- _Required work_: In the records below, render the stretch from the line containing "hill in the photo above." through the line containing "(1038, 588)" as a JSON list of strings, one string per line, leaving out any blank lines.

Dataset excerpts on object pointing

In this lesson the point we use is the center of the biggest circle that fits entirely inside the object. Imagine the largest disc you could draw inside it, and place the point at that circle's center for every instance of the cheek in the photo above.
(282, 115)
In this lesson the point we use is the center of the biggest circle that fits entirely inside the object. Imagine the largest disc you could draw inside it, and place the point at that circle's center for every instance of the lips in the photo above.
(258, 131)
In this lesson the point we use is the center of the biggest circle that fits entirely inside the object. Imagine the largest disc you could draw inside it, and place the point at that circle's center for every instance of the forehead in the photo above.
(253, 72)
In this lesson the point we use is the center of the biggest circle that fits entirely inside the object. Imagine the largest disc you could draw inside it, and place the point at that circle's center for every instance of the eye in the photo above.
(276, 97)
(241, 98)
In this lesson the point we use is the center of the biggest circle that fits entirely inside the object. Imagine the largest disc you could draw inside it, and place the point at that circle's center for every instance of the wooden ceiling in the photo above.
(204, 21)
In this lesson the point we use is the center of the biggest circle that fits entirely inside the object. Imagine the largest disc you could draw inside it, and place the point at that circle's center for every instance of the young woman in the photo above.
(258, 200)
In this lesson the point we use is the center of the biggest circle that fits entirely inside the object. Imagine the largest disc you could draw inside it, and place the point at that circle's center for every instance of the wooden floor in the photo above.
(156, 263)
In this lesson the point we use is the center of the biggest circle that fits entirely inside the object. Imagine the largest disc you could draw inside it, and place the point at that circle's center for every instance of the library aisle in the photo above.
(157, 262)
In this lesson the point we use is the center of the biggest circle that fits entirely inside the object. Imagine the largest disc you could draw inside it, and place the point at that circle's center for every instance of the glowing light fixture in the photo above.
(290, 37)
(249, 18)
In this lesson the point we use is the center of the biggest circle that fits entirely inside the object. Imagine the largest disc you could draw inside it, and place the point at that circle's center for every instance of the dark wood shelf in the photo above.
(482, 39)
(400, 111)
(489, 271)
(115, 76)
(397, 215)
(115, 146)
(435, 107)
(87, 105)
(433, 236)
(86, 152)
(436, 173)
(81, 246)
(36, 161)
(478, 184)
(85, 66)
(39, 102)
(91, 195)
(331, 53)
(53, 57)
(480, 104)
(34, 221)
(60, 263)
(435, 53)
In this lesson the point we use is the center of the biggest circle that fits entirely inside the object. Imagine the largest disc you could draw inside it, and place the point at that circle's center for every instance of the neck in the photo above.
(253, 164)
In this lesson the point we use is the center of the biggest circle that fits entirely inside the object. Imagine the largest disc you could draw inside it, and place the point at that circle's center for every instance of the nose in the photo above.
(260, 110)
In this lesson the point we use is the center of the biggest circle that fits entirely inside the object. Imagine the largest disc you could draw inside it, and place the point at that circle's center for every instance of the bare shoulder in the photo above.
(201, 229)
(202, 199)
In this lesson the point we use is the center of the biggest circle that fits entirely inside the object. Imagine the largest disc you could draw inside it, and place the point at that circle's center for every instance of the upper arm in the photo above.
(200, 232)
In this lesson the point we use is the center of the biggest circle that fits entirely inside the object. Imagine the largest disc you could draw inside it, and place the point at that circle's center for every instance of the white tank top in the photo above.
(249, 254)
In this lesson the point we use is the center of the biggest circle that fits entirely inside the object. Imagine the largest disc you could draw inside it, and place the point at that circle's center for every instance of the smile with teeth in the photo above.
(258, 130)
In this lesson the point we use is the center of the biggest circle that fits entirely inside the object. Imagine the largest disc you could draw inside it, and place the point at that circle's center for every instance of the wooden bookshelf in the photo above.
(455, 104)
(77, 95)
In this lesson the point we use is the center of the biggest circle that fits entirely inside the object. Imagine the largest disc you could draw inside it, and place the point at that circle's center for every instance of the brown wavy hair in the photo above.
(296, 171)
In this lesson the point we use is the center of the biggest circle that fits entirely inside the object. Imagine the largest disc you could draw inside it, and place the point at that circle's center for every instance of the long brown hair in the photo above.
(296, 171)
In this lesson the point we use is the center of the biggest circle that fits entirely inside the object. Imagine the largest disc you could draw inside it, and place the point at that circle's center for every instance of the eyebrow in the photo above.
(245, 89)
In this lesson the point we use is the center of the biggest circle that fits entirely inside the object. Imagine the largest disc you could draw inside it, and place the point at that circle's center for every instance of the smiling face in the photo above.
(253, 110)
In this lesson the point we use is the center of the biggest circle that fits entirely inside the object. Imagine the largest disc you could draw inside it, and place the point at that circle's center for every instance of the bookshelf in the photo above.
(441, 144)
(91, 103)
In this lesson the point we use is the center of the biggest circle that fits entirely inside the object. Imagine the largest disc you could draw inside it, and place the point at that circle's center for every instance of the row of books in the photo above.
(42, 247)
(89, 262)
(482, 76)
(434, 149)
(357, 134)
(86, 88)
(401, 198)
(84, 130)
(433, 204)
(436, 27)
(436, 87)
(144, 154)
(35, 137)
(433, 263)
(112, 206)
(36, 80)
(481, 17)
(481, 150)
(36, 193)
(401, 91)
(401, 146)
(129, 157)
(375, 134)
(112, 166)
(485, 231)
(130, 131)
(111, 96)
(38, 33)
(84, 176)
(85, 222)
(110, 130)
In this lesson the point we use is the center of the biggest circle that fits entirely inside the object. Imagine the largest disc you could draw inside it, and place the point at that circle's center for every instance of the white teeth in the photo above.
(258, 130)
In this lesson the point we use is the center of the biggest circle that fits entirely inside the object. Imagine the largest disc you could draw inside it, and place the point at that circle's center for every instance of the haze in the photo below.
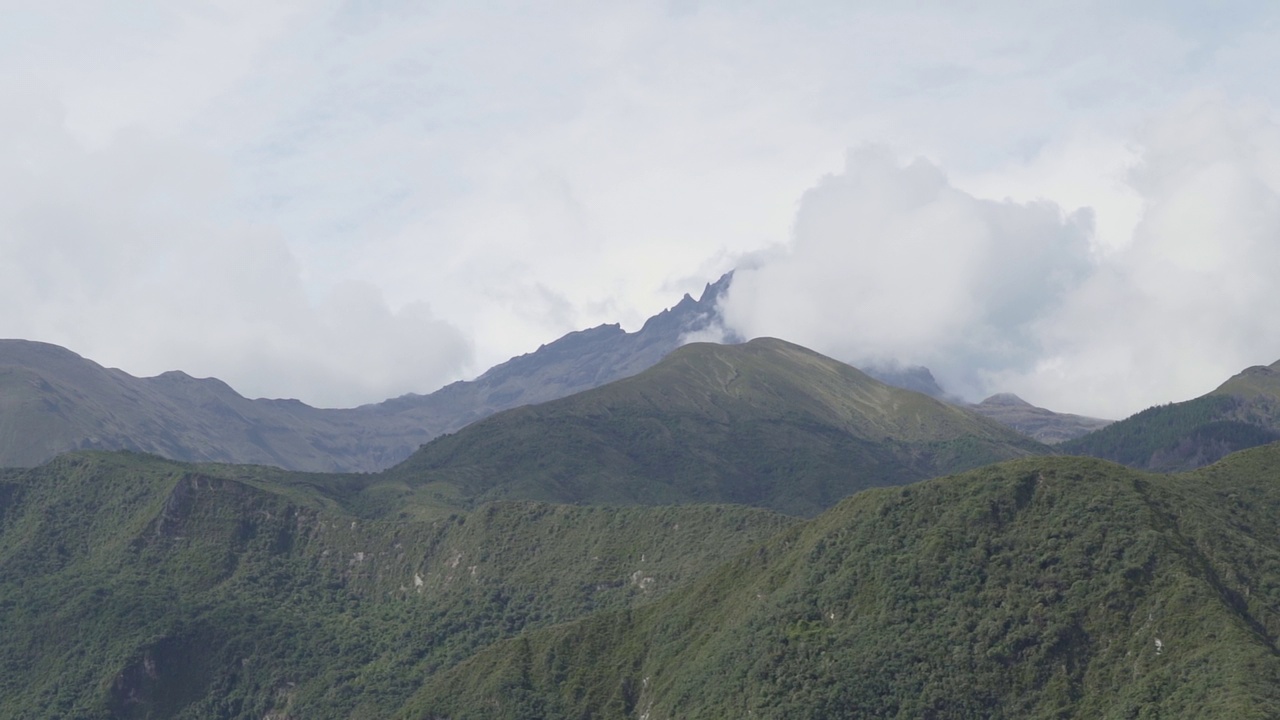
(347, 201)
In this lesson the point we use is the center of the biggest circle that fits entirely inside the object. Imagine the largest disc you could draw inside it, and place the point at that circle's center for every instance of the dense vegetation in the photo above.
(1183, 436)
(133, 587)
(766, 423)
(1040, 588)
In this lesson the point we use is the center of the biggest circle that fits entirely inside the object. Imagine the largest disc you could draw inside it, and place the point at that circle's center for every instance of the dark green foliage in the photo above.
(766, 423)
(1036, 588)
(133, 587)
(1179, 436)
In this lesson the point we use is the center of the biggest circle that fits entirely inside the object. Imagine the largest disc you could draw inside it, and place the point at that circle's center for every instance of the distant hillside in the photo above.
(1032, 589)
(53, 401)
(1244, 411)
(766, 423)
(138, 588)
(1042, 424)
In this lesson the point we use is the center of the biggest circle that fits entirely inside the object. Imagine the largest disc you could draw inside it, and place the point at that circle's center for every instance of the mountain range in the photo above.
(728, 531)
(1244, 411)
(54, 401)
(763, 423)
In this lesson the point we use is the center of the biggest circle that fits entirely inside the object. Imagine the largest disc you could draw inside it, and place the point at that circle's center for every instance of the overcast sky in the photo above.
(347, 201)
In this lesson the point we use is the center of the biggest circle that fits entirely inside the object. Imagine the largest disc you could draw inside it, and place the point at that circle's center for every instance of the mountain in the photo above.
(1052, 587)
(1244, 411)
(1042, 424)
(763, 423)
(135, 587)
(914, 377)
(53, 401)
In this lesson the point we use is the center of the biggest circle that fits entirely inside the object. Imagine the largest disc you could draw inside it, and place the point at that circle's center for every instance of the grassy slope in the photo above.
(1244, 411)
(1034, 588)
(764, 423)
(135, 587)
--
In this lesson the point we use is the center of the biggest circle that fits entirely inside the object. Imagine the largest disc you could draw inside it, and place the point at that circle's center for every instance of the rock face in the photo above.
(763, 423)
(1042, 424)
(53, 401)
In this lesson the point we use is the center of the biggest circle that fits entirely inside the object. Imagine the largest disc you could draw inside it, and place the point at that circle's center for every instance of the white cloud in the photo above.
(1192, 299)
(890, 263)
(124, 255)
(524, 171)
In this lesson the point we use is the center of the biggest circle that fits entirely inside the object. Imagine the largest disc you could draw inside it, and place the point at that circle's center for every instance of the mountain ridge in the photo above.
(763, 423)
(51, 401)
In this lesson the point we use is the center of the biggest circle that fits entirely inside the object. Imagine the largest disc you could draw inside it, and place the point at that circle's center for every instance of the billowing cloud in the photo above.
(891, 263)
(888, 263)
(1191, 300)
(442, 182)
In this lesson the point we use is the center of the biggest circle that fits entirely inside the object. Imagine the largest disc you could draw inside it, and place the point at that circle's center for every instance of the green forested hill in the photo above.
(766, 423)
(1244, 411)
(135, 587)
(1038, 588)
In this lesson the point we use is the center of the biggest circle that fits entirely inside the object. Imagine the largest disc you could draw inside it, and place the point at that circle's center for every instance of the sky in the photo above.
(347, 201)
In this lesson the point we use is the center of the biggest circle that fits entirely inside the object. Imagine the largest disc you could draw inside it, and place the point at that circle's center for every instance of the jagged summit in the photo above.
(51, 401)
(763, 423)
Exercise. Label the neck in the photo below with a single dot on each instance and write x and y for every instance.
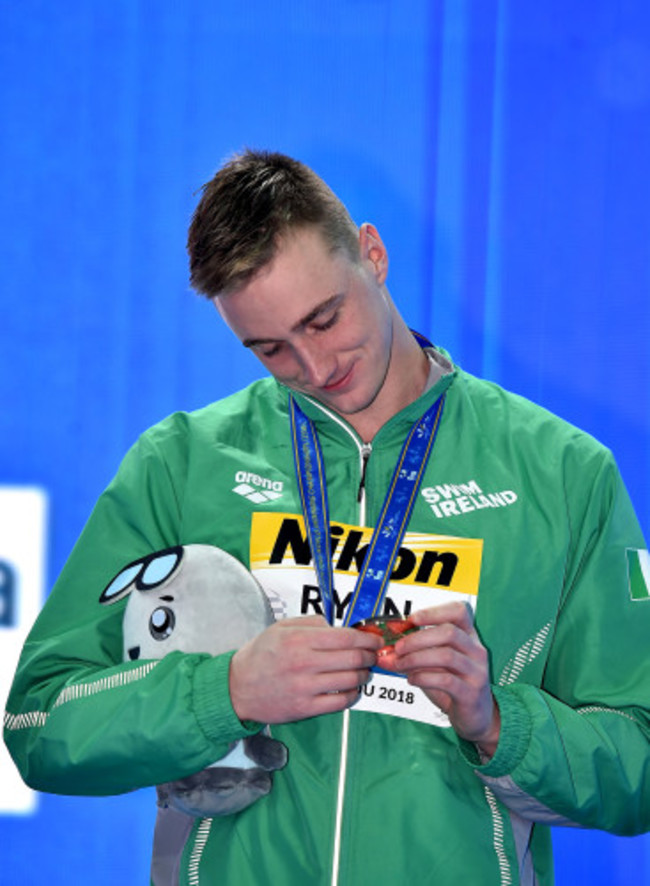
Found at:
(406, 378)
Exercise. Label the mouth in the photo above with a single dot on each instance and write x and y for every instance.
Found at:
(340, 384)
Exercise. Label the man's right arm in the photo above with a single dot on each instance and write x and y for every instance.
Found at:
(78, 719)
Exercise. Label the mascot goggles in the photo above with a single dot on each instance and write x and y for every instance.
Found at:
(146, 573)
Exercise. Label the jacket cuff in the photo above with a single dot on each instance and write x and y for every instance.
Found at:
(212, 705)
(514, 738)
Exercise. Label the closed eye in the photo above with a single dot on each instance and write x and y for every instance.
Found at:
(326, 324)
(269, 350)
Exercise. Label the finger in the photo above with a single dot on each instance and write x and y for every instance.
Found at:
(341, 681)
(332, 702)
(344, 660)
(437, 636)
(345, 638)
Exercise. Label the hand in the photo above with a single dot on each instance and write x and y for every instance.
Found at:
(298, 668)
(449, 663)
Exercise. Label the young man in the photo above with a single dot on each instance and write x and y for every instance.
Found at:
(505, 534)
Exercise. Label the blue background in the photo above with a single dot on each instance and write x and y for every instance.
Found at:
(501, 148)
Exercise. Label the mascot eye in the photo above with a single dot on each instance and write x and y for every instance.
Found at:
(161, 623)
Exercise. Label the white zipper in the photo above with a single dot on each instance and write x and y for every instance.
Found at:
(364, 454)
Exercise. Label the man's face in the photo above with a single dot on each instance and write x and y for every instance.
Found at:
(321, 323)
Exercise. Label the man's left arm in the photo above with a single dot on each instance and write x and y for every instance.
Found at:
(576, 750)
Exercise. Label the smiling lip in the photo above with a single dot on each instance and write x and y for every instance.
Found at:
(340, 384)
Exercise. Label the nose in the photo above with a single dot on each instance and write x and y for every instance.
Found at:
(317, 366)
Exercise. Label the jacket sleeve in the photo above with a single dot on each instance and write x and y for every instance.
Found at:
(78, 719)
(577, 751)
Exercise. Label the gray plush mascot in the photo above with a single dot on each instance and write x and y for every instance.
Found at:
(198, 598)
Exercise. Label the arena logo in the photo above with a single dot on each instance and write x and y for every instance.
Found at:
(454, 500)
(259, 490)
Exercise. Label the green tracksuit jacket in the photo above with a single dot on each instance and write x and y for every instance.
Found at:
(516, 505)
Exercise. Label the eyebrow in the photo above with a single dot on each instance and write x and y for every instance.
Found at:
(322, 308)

- _Exercise solution_:
[
  "In this lesson the point we use is the center of the biggest circle that fits entirely inside the object. Imagine the largest disc you could draw inside it, and place the point at that circle's center for every instance of the green forested hill in the photo above.",
  "(766, 423)",
  "(1244, 411)",
  "(135, 587)",
  "(1038, 588)"
]